Location labeling records:
┄┄┄┄┄┄┄┄┄┄┄┄┄┄┄┄┄┄┄┄
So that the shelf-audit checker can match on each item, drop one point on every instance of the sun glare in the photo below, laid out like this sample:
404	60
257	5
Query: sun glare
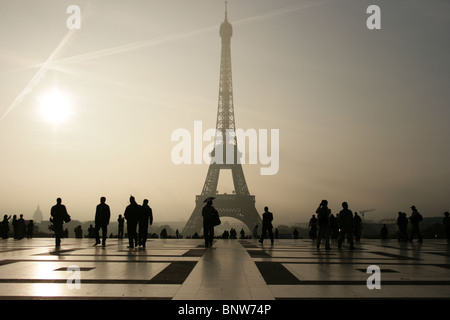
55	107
┄┄┄┄┄┄┄┄┄┄┄┄┄┄┄┄┄┄┄┄
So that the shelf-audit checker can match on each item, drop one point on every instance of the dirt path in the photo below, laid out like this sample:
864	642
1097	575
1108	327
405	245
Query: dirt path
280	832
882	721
┄┄┄┄┄┄┄┄┄┄┄┄┄┄┄┄┄┄┄┄
> _Stated exercise_
How many lines in the listing contain the word "drop"? Reply with the number alone.

> _Solution to this problem_
2